### SOURCE DOCUMENT
-----

Now it's 6 months later and my patience has been exhausted. What options can I take here, if any. Or do I just resign myself to accepting that this is a bad debt that will never be resolved?
posted by panboi to Law & Government (12 answers total)
 
That sucks. What country have they moved to, and are they ever planning on coming back?

Depending how far away they are, you might be able to get a mutual friend to take along a pre-filled out direct debit form or something like that, and guilt then into filling out and signing.
At a really, really low rate of repayment.

If that doesn't work, any appeals to friendship are toast.
Tell them that the next step is small claims court.

Now, you can't take them to small claims court in the uk while they don't have an address there, but if they have parents here, send it to them - it wouldn't get any further though, but it would be a last ditch effort to get them to pay voluntarily.

Just go for straight out rent and money owed.

But yeah, anything else would depend on where they have gone.

Also, if you lent them money, they may have other, bigger debts. They might never be back. Decide for yourself at what point worrying about it further is just adding an emotional loss in stress experienced to the sunk cost of money down the tubes, and give up on it.
Sorry.
posted by Elysum at 4:16 AM on May 26, 2015


Sorry, I missed that they owe the tenancy money to a third party, who is not you.

Er, even more awkward.
posted by Elysum at 4:20 AM on May 26, 2015


If you want to stay on friendly terms with these people, your only option will be to accept that you'll never be repaid for the overdue rent or cleaning/repair costs or associated debts you helped them pay --- on the other hand, why in the world would you want to remain friendly?

If this was your family, I could see writing off the money as a bad debt and promising yourself you'll never help them out again (which is what I had to do with one of my siblings, to maintain the peace); but with a so-called "friend" who'd take advantage like this I'd see about legal options: do you have anything in writing, even emails from them saying they'll pay you? A lease stating how long their lease was for and how they were required to leave the place, the amount of their monthly rent and when it was due, anything about those associated debts?

-----

### GIVEN TASK A
Copy out these records word for word: begin at the line that has "Mark the khaki belt with a point." and stop after the last line of the records.

### SUPPLIED RECORDS
-----

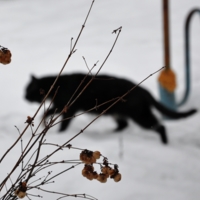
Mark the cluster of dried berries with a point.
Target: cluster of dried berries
(89, 157)
(5, 55)
(21, 191)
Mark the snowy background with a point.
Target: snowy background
(38, 34)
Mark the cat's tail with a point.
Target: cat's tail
(171, 113)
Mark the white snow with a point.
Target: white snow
(38, 33)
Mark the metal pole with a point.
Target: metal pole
(166, 34)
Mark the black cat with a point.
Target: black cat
(136, 105)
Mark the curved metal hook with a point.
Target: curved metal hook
(187, 56)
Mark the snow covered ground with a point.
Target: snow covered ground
(38, 33)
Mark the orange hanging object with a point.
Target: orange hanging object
(5, 55)
(167, 79)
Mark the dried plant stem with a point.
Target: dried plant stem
(25, 129)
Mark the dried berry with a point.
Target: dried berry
(87, 157)
(102, 178)
(96, 154)
(117, 177)
(5, 55)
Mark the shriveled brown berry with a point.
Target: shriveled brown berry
(111, 171)
(87, 157)
(117, 177)
(5, 56)
(102, 178)
(95, 175)
(96, 154)
(20, 194)
(105, 170)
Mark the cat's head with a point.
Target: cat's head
(33, 93)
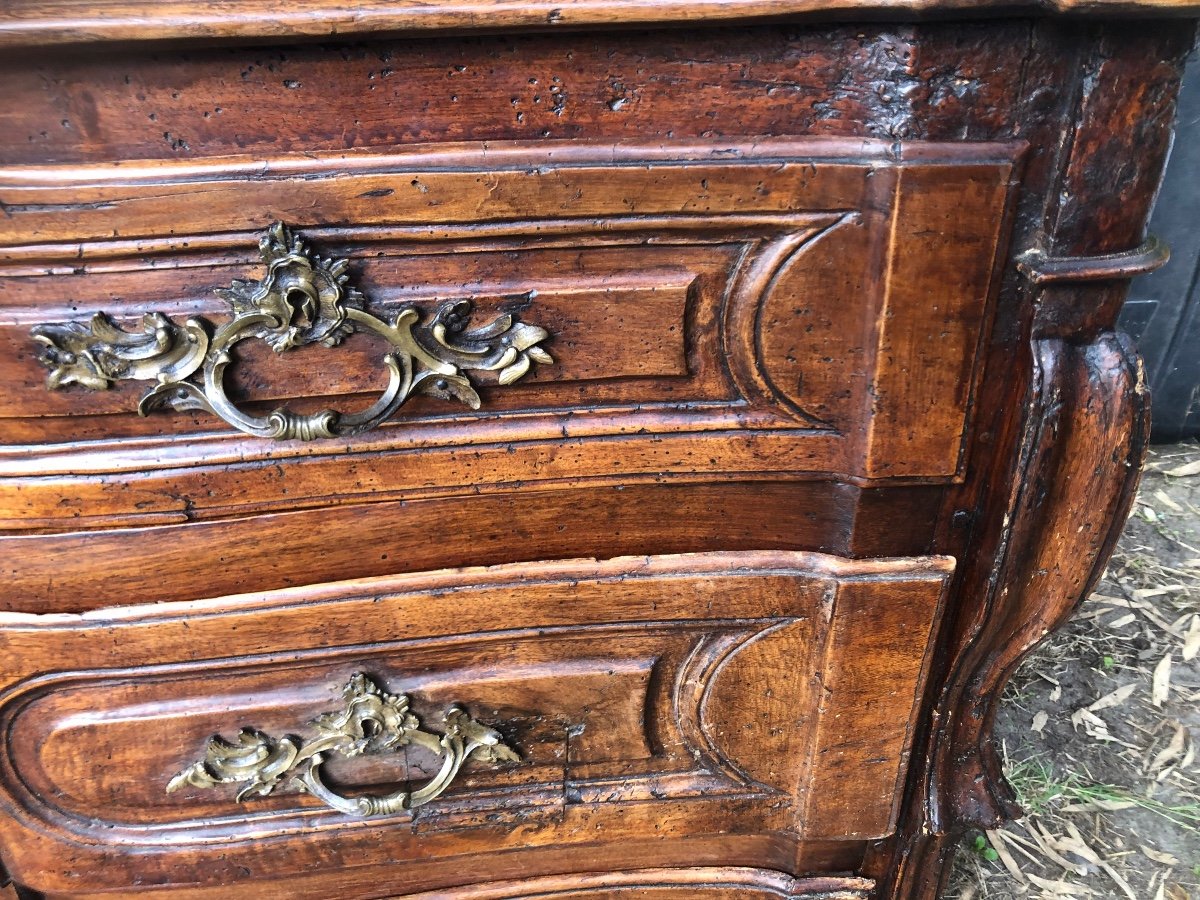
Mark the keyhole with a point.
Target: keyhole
(304, 305)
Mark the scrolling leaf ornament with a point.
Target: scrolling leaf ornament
(304, 299)
(371, 723)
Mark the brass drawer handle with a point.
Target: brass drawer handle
(372, 721)
(303, 299)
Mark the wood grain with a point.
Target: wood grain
(702, 682)
(58, 22)
(799, 237)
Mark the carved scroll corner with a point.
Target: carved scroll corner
(1081, 461)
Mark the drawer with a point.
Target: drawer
(723, 687)
(678, 311)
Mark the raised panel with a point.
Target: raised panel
(793, 307)
(714, 684)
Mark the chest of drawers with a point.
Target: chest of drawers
(528, 450)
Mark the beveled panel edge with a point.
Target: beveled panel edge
(712, 563)
(37, 23)
(736, 877)
(449, 159)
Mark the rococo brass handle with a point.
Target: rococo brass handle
(304, 299)
(372, 721)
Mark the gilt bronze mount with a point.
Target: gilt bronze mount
(371, 723)
(301, 300)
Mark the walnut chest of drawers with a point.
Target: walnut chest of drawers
(510, 450)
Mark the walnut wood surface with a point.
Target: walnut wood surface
(678, 679)
(780, 265)
(58, 22)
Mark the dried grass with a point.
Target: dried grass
(1098, 727)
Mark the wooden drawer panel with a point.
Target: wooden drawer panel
(792, 307)
(724, 687)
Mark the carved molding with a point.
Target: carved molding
(301, 300)
(1044, 269)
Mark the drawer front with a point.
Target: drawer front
(747, 695)
(790, 306)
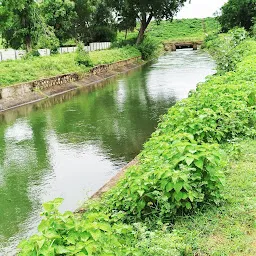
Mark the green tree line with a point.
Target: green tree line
(50, 23)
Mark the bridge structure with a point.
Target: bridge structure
(173, 46)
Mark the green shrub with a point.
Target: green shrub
(31, 54)
(175, 175)
(82, 56)
(148, 48)
(104, 34)
(226, 50)
(69, 234)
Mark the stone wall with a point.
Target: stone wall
(23, 89)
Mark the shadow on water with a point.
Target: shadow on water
(71, 145)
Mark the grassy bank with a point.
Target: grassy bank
(193, 190)
(12, 72)
(231, 228)
(178, 30)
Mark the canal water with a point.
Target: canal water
(71, 145)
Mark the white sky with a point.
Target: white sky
(200, 8)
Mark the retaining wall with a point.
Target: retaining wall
(23, 89)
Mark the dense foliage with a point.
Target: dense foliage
(177, 30)
(31, 24)
(181, 168)
(25, 70)
(145, 11)
(241, 13)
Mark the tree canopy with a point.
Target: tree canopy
(240, 13)
(145, 11)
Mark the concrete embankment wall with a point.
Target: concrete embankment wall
(25, 93)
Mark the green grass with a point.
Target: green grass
(12, 72)
(231, 228)
(178, 30)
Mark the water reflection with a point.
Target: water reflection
(72, 148)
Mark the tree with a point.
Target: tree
(145, 11)
(238, 13)
(84, 10)
(19, 22)
(61, 15)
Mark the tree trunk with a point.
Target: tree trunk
(141, 33)
(144, 24)
(28, 43)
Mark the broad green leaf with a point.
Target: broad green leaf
(178, 186)
(61, 249)
(189, 160)
(199, 163)
(169, 187)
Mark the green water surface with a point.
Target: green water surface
(71, 145)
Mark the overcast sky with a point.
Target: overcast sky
(200, 8)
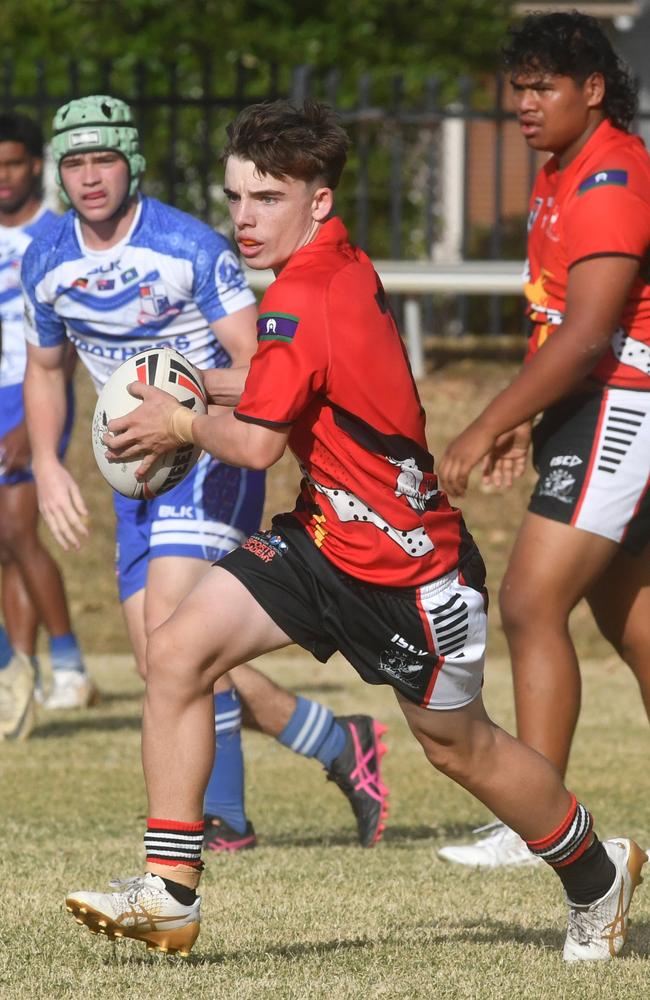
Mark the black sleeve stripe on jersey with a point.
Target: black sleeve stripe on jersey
(273, 424)
(604, 253)
(394, 446)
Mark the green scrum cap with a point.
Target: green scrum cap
(94, 123)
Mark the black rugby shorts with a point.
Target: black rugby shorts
(428, 642)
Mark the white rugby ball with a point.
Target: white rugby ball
(166, 369)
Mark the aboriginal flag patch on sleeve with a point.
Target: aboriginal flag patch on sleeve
(277, 326)
(602, 179)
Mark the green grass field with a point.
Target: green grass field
(308, 914)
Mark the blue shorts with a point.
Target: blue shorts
(211, 512)
(12, 413)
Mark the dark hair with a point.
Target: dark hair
(15, 127)
(286, 140)
(573, 44)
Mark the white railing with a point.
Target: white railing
(415, 278)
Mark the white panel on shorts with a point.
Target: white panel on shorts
(619, 474)
(457, 622)
(176, 532)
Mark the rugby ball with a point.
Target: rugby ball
(166, 369)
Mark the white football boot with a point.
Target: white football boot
(597, 932)
(17, 698)
(71, 689)
(501, 848)
(142, 909)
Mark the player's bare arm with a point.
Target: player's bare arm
(14, 448)
(596, 295)
(161, 424)
(238, 334)
(59, 498)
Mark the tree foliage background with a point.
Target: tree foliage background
(414, 37)
(186, 67)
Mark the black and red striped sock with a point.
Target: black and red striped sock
(169, 842)
(577, 855)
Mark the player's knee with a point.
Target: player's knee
(161, 664)
(11, 539)
(518, 607)
(171, 663)
(457, 758)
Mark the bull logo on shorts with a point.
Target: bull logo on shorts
(410, 483)
(559, 485)
(399, 666)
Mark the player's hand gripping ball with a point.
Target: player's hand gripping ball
(166, 369)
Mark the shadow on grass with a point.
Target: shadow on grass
(474, 932)
(56, 728)
(394, 835)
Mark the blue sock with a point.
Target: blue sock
(6, 652)
(224, 796)
(65, 653)
(313, 731)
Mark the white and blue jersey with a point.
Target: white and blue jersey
(14, 241)
(162, 285)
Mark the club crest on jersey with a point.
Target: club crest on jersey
(604, 178)
(129, 275)
(534, 212)
(154, 302)
(277, 326)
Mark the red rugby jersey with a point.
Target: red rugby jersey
(598, 206)
(331, 365)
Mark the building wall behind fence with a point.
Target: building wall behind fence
(435, 175)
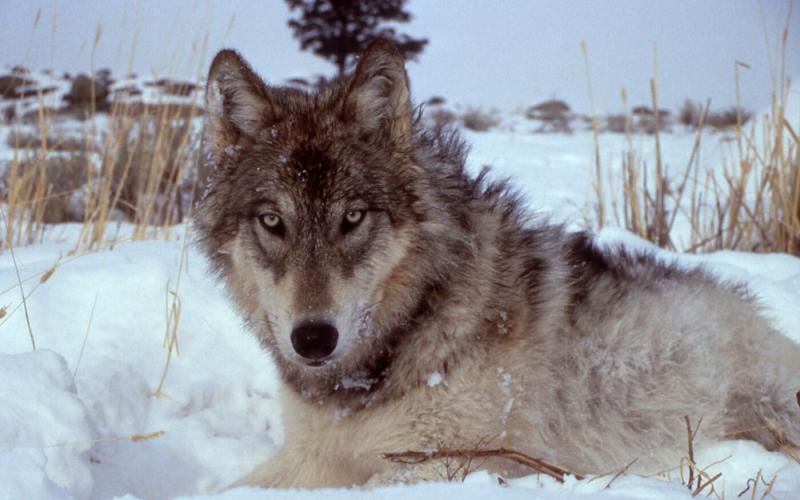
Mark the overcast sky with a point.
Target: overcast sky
(492, 53)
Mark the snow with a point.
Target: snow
(434, 379)
(100, 427)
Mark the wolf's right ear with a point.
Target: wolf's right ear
(377, 97)
(238, 103)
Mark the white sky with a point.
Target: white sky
(482, 52)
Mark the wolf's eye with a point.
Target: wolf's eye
(352, 219)
(272, 223)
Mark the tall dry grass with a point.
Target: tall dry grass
(750, 203)
(138, 162)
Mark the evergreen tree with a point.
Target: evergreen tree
(339, 30)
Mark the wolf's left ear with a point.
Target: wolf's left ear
(238, 103)
(377, 97)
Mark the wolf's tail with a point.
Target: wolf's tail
(767, 410)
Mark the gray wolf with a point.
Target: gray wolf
(411, 306)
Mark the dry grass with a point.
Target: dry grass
(140, 164)
(750, 203)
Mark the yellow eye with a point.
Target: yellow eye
(272, 223)
(270, 220)
(354, 216)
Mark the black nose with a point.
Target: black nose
(314, 340)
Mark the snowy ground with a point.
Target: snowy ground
(81, 416)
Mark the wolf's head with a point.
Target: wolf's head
(318, 217)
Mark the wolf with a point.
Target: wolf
(410, 305)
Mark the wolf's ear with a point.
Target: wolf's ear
(377, 97)
(238, 103)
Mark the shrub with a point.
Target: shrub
(479, 120)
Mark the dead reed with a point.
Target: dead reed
(751, 202)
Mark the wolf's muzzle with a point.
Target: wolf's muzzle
(314, 341)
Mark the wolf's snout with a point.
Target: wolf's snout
(314, 341)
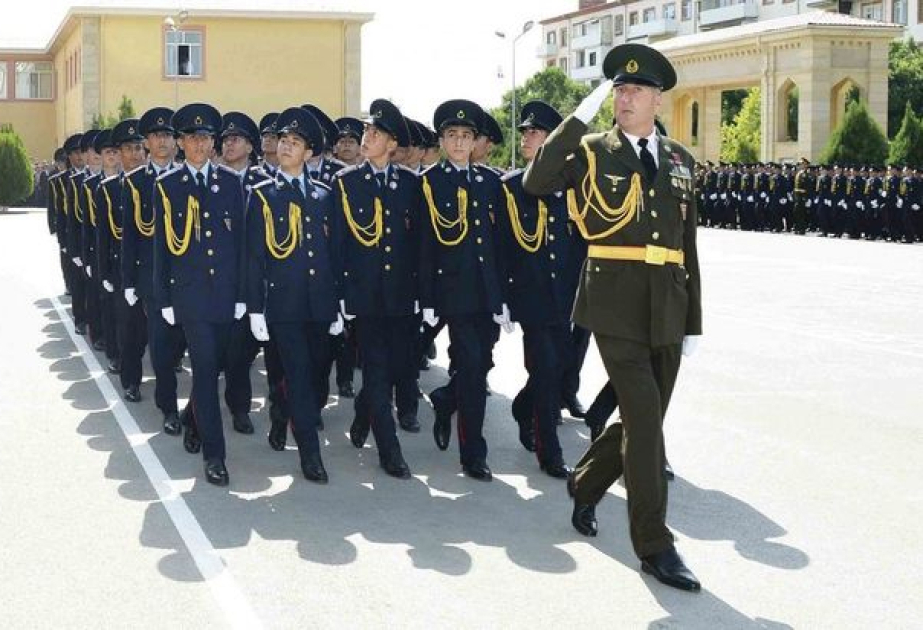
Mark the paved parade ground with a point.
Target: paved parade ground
(795, 433)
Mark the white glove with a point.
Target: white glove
(690, 343)
(503, 319)
(587, 110)
(337, 326)
(258, 327)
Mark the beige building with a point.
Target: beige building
(229, 58)
(814, 50)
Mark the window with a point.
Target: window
(33, 79)
(184, 53)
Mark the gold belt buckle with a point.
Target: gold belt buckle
(654, 255)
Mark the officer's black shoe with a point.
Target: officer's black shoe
(242, 423)
(409, 423)
(556, 468)
(584, 519)
(478, 469)
(191, 440)
(668, 567)
(133, 393)
(171, 424)
(574, 407)
(442, 429)
(313, 468)
(393, 463)
(216, 472)
(359, 432)
(278, 433)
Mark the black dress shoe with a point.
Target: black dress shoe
(393, 463)
(313, 468)
(442, 429)
(278, 433)
(171, 424)
(242, 423)
(191, 440)
(133, 394)
(216, 472)
(359, 432)
(556, 468)
(584, 519)
(478, 469)
(669, 569)
(409, 423)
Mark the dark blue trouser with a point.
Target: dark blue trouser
(304, 350)
(208, 346)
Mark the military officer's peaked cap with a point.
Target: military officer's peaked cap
(301, 122)
(156, 119)
(386, 116)
(197, 118)
(639, 64)
(458, 113)
(331, 131)
(86, 141)
(73, 143)
(103, 140)
(349, 128)
(268, 123)
(128, 130)
(239, 124)
(539, 115)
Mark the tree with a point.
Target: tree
(550, 85)
(857, 139)
(907, 146)
(740, 139)
(15, 171)
(905, 81)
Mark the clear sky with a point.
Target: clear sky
(417, 53)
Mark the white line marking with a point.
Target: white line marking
(210, 564)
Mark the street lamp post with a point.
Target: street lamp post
(525, 29)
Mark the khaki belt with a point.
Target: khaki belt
(650, 254)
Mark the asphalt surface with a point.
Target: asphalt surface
(795, 432)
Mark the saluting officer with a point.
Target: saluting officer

-----

### GIVEN TASK B
In the forum thread, the reply that begins "If you want to stay on friendly terms" lists what the asker will never be repaid for. List each of those things.

### TASK ANSWER A
Mark the khaki belt with a point.
Target: khaki belt
(650, 254)
Mark the asphalt surface with a point.
Target: asphalt surface
(795, 432)
Mark the saluting officer with a point.
Target: saluting officer

### TASK ANSWER B
- overdue rent
- cleaning/repair costs
- associated debts the asker helped them pay